# ESTRATTO SELEZIONATO

I ricchi mi hanno sempre annoiato. I ricchi, sembrano già distanti da calmi, figuriamoci da Divi. E poi, bisogna dirlo, essere famosi è frustrante, non fai altro che dire minchiate, ma c’è sempre una costellazione di individui che trova le tue idee geniali. Ma Lapo è cosa altra. Voi parlate, parlate, ma mica si diventa Lapo per caso. Su dai, pensate per un momento a tutte le persone che conoscete, e chiedetevi quanti di loro possono veramente poter diventare Lapo. Presto detto: tutti. è qui che sta il segreto del successo di Lapo. Ma, al contrario, solo Lapo poteva diventare Lapo. Ogni cosa in lui sembra dichiarare, con calma, molta calma: “la gente è come me, io sono l’inconscio collettivo”. E già, l’intenzione nell’Arte è tutto. L’intenzione è trovarsi nel tempo giusto. Il tempo giusto dell’emersione dell’opera d’Arte. Una volta prodotta, l’opera d’Arte, nessuno la può toccare, attaccare, data l’investitura regale, santificata e santificante che essa possiede, come una preziosa, inossidabile, aura benjaminiana, per così dire.
Con il suo Ready-Made, con il suo agire da artista che fagocita il mondo, Lapo non riesce però nell’operazione, necessaria, di capovolgimento del significato, dunque a mettere in atto una operazione critica nei confronti del sistema, che possa traghettarci oltre la sponda del politically correct. Lo definirei piuttosto, il suo, un politically compass. Ma, nonostante tutto, la sua opera valica i mondi, tutti i mondi di cui disponiamo, i mondi di cui possiamo disporre, i mondi che contano: il mondo dell’Arte, il mondo della Moda, il mondo dello Spettacolo, il mondo del Cinema, il mondo dei Motori, il mondo del Design.
Ma, dove sta l’innesco della sua opera….? Semplice, cosa deve fare un artista per fare succedere qualcosa? Ad un certo punto, deve fare un casino. Fatto anche questo. Ed allora, non vi è altro che una pioggia di consensi, di abbracci, di sorrisi, di pose,….con Karl Lagerfeld, Michele De Lucchi, Fabio Novembre, solo per nominare la categoria dei designer! …e tutti i giorni dell’anno, in una eterna eterea Epifania, immersi nell’esercizio di una imbarazzante perpetua adolescenza, come ci ha insegnato la rete, innestando nel nostro modus vivendi un puberale, ed avvilente, insostituibile, univoco, sistema di relazione.

# RIGHE ARCHIVIATE

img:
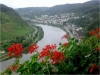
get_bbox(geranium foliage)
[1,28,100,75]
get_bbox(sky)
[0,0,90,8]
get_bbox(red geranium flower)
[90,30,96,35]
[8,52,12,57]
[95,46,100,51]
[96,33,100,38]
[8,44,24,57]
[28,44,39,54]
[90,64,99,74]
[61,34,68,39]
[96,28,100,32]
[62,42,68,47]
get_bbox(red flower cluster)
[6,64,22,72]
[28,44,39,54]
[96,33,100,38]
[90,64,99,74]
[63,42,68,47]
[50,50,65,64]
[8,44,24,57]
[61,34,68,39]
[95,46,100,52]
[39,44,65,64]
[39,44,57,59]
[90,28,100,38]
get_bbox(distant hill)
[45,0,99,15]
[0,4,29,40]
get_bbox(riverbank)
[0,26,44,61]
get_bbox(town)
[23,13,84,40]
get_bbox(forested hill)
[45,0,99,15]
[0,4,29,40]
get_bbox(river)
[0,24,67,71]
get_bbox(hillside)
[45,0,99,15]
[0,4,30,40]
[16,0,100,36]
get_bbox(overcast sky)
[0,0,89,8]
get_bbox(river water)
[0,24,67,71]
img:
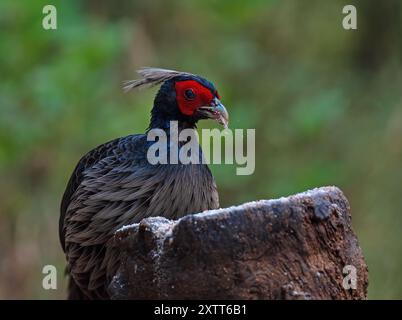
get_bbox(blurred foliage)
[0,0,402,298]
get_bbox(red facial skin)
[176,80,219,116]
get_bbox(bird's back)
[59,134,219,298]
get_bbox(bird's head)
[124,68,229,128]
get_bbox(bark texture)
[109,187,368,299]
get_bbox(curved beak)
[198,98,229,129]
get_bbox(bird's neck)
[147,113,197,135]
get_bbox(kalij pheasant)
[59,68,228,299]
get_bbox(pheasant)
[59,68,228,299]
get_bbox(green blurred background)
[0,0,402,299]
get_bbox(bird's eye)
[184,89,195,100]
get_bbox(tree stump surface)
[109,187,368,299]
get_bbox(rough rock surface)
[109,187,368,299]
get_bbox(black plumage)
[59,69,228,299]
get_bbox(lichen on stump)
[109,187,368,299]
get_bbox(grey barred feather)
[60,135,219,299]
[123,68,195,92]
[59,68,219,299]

* * *

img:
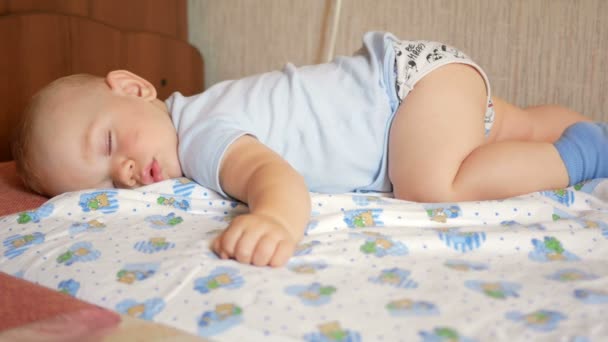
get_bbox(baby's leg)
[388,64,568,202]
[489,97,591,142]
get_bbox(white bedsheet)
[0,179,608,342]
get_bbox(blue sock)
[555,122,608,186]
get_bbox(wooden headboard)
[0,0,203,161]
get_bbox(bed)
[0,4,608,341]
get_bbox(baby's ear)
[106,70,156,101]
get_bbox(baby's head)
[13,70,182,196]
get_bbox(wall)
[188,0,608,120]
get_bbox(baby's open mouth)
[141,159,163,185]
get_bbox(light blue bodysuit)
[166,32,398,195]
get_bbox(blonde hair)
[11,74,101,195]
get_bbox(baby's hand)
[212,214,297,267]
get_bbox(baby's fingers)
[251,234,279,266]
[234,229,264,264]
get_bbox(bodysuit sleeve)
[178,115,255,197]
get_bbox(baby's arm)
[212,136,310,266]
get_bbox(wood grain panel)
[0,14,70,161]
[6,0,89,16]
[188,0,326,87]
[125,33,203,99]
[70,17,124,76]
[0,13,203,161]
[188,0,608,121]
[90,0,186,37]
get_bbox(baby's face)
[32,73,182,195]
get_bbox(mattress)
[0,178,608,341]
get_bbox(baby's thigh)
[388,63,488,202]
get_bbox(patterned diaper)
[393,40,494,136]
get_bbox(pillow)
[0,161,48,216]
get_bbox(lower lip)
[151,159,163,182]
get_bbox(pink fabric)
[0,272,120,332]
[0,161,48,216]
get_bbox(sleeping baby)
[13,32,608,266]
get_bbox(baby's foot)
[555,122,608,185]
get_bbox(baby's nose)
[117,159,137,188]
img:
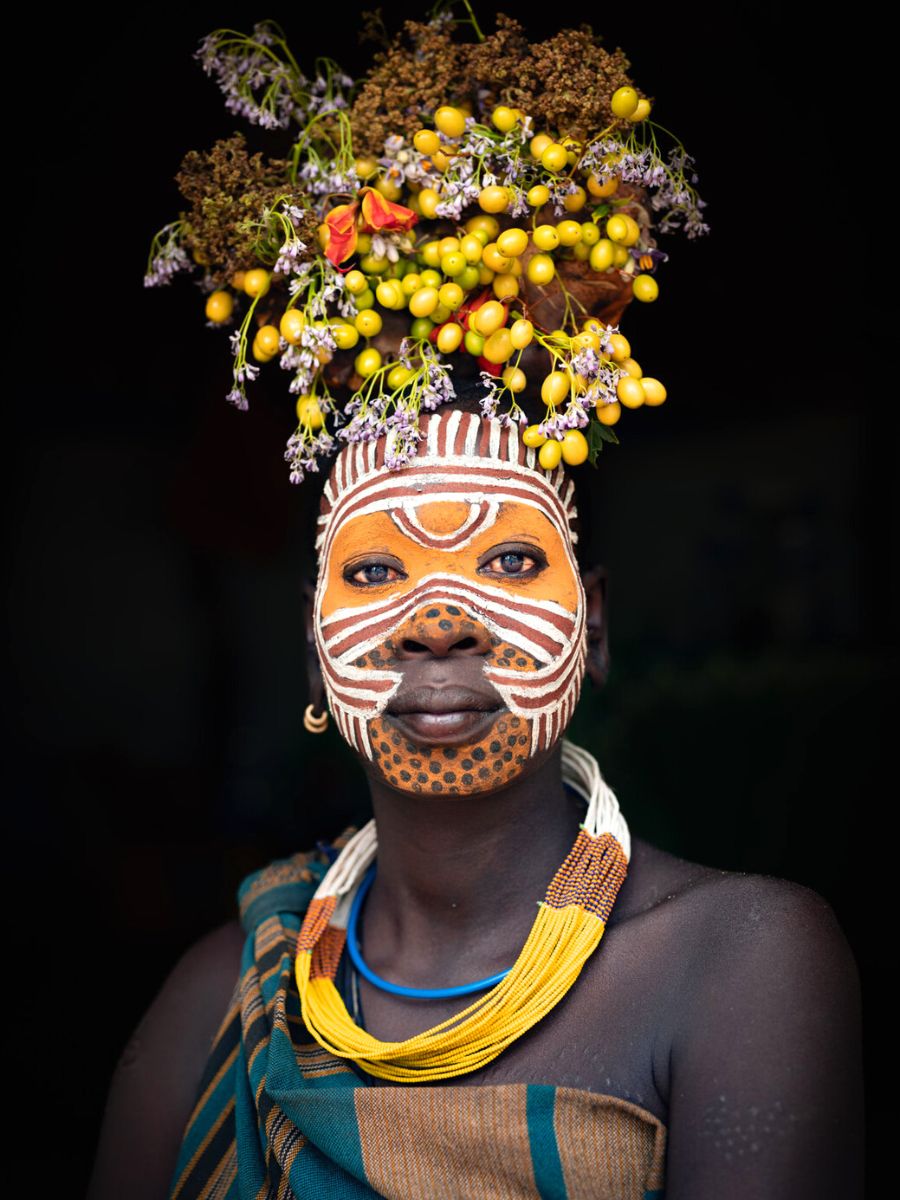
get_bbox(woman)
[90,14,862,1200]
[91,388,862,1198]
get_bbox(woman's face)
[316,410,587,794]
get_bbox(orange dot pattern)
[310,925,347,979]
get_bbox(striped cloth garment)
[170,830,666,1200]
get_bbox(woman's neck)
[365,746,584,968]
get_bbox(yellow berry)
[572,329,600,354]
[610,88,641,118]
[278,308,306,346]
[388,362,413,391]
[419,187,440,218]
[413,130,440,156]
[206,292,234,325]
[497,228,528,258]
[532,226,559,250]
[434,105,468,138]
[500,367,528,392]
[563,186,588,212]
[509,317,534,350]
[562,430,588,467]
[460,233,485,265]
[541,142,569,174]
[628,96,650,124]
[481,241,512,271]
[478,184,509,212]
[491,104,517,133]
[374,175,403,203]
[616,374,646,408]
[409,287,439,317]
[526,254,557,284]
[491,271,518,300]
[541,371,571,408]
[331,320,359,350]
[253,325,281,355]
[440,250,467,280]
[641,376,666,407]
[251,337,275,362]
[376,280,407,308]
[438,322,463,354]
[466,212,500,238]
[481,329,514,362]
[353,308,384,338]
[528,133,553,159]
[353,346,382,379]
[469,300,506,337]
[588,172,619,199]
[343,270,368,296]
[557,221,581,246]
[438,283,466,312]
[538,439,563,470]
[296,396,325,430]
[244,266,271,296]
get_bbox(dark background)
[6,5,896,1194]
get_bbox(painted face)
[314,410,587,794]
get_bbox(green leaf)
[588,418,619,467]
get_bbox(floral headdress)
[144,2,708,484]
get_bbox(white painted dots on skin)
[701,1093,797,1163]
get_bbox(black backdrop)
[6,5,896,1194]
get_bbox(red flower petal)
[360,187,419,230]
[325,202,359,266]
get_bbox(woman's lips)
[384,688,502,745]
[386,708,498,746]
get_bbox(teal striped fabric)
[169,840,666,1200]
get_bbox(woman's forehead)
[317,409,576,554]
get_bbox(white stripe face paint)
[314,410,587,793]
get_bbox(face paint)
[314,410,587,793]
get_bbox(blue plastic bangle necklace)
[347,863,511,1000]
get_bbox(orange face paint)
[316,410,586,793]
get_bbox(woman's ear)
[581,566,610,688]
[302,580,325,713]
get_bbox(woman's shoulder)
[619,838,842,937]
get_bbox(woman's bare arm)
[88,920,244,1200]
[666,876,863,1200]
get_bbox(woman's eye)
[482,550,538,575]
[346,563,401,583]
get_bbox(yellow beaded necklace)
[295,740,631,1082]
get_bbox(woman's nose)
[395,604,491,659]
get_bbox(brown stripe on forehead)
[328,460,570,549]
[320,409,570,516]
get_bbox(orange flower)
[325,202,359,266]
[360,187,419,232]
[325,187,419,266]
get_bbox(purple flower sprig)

# OBIETTIVI
A) Ricopia dall'estratto su Lapo il passo che comincia con "Ma, dove sta" e prosegue fino a "sistema di relazione.".
B) Secondo l'estratto su Lapo, che cosa deve fare a un certo punto un artista per far succedere qualcosa?

# RISPOSTE ATTESE
A)
Ma, dove sta l’innesco della sua opera….? Semplice, cosa deve fare un artista per fare succedere qualcosa? Ad un certo punto, deve fare un casino. Fatto anche questo. Ed allora, non vi è altro che una pioggia di consensi, di abbracci, di sorrisi, di pose,….con Karl Lagerfeld, Michele De Lucchi, Fabio Novembre, solo per nominare la categoria dei designer! …e tutti i giorni dell’anno, in una eterna eterea Epifania, immersi nell’esercizio di una imbarazzante perpetua adolescenza, come ci ha insegnato la rete, innestando nel nostro modus vivendi un puberale, ed avvilente, insostituibile, univoco, sistema di relazione.

B) Deve fare un casino.